[PROBLEM]
Only one stretch of the data below is wanted: the lines starting at the one with "positive clicks: (358, 897)" and ending at the one with "positive clicks: (458, 972) (189, 1022)", both included, given again exactly.

[EXTRACTED ENTRIES]
■ ■ ■

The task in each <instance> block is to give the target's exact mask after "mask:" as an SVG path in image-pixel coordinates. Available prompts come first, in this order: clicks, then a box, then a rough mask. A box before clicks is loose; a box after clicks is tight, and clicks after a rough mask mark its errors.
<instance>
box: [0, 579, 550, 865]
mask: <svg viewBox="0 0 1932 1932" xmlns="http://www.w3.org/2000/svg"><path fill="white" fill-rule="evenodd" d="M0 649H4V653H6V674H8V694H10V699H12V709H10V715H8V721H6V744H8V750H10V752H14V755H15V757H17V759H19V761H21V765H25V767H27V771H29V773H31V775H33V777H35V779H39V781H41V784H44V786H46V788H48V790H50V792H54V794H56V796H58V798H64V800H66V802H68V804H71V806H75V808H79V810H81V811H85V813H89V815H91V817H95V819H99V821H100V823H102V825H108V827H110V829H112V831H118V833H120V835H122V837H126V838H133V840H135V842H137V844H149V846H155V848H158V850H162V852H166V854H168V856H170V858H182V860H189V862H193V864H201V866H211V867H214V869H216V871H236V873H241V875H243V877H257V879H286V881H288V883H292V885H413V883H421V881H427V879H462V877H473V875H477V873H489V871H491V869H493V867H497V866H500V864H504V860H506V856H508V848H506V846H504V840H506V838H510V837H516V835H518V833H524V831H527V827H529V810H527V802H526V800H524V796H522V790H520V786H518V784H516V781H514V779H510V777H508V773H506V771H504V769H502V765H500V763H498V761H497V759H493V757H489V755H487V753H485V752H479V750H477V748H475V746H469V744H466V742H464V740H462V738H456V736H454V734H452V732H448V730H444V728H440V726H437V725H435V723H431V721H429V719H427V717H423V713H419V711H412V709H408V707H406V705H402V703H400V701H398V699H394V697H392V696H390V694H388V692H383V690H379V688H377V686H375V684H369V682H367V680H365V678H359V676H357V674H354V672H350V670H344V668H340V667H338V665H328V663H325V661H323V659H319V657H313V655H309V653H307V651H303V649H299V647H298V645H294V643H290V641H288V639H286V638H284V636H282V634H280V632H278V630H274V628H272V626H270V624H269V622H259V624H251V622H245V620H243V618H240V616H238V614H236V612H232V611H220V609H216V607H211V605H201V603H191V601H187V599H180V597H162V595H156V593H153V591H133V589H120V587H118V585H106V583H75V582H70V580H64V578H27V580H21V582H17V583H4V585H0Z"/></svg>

■ ■ ■

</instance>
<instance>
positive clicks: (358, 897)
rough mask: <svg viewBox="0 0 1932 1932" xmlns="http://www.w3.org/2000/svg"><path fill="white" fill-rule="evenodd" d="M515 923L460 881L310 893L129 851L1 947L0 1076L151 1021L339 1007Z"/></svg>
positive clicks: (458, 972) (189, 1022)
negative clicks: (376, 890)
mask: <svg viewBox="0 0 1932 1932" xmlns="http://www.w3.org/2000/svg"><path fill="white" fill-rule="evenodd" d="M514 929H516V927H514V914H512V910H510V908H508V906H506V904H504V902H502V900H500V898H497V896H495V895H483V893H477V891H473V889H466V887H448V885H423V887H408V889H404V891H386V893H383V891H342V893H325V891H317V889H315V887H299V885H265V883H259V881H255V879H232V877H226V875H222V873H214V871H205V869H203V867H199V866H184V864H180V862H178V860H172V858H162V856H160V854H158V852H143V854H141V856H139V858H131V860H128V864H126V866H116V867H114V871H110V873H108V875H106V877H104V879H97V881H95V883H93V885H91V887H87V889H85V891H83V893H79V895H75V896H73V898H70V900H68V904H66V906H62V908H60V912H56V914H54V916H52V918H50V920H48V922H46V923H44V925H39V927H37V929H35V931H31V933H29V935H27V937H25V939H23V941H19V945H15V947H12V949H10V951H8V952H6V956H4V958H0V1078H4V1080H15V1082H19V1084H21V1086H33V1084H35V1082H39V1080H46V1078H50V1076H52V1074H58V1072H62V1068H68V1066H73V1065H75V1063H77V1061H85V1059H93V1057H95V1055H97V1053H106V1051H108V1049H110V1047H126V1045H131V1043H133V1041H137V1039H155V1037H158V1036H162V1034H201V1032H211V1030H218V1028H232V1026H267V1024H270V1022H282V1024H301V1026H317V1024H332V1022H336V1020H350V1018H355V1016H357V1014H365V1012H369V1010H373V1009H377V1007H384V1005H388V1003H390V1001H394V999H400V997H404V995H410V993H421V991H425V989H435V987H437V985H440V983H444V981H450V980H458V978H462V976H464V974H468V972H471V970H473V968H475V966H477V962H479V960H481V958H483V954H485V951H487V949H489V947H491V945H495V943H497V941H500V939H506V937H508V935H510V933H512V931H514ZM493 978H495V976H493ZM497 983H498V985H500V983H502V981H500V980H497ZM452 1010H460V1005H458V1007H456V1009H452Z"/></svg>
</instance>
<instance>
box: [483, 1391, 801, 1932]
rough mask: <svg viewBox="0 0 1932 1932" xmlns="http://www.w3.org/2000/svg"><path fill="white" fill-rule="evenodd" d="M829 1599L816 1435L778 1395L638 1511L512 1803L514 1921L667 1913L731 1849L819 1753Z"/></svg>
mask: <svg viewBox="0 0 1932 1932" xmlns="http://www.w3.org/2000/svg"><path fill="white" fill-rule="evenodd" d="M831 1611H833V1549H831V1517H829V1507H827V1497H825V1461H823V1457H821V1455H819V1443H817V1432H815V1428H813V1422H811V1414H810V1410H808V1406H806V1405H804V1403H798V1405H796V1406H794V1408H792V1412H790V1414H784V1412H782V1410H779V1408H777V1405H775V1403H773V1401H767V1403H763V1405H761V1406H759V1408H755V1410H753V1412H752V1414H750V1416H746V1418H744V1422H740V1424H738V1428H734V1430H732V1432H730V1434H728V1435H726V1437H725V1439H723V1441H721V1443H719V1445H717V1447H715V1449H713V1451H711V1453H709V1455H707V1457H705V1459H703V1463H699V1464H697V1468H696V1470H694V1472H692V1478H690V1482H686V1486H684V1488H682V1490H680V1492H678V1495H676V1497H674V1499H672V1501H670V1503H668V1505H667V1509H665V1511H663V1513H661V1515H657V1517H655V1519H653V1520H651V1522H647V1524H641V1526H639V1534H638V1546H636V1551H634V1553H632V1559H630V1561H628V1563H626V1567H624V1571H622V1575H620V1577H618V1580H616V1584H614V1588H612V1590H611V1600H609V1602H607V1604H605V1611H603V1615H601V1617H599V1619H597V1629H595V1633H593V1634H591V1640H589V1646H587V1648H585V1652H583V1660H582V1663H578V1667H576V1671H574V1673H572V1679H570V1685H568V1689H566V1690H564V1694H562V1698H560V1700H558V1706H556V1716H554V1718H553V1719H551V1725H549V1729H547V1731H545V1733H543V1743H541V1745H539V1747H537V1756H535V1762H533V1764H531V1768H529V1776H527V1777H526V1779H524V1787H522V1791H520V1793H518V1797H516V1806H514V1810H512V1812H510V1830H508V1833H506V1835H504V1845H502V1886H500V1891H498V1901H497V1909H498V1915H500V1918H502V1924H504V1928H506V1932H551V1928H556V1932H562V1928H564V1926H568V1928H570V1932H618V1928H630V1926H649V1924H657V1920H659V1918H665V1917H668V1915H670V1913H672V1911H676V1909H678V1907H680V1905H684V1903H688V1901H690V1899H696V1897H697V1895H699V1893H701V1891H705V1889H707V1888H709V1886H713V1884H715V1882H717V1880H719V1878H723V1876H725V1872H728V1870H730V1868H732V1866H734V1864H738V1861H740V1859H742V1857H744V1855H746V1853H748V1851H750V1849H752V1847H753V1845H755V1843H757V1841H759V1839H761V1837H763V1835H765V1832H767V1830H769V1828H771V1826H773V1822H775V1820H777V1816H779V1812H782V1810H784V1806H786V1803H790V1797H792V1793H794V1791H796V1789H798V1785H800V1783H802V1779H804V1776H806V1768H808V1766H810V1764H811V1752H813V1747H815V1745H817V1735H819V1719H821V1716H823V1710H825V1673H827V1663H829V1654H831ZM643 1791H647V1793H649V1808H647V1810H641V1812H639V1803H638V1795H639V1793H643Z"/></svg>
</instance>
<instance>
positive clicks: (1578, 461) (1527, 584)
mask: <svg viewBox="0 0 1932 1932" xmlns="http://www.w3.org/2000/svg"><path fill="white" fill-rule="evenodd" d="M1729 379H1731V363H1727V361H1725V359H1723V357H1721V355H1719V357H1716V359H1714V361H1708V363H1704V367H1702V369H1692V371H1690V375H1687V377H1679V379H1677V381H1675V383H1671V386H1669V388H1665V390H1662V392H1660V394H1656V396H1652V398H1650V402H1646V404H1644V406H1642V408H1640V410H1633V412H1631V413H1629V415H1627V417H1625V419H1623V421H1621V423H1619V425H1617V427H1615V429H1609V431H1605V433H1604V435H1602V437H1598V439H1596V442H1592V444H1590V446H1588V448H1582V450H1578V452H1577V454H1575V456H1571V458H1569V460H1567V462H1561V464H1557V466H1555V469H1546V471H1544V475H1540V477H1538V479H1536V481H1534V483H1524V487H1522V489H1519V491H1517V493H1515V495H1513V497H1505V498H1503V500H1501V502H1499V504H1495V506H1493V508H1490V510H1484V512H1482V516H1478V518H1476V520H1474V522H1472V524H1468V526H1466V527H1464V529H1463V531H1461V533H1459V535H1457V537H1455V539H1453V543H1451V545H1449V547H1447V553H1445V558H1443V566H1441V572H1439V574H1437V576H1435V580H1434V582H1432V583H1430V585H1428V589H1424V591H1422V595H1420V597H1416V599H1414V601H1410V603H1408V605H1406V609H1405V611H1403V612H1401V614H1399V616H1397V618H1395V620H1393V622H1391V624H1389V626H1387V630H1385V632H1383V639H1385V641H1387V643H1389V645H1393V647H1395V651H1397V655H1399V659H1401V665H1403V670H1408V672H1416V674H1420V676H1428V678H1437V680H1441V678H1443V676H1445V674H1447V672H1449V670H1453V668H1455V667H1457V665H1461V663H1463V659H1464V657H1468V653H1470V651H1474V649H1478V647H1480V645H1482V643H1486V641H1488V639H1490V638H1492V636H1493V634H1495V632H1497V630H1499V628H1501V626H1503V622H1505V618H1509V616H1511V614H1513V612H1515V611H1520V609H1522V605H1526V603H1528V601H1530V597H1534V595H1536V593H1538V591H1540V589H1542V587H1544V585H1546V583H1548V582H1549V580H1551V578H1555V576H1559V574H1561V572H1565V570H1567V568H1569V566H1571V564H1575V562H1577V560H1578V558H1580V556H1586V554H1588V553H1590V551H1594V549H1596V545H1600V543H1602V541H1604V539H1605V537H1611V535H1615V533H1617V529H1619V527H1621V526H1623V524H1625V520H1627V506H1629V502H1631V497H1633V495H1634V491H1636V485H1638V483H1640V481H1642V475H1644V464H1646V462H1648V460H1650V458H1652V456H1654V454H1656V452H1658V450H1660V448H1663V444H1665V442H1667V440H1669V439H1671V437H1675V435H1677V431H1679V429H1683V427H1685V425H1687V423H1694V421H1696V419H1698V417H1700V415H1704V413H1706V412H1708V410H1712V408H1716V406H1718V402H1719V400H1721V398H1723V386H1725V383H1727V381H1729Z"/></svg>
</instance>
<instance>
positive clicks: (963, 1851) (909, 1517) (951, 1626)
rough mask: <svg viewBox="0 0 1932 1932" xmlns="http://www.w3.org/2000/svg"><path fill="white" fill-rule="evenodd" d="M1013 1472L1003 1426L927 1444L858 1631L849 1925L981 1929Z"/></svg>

■ ■ ■

[SOLUTION TO THIS EXERCISE]
positive clicks: (358, 897)
rough mask: <svg viewBox="0 0 1932 1932" xmlns="http://www.w3.org/2000/svg"><path fill="white" fill-rule="evenodd" d="M515 923L460 881L310 893L129 851L1 947L0 1076L151 1021L339 1007Z"/></svg>
positive clicks: (458, 972) (189, 1022)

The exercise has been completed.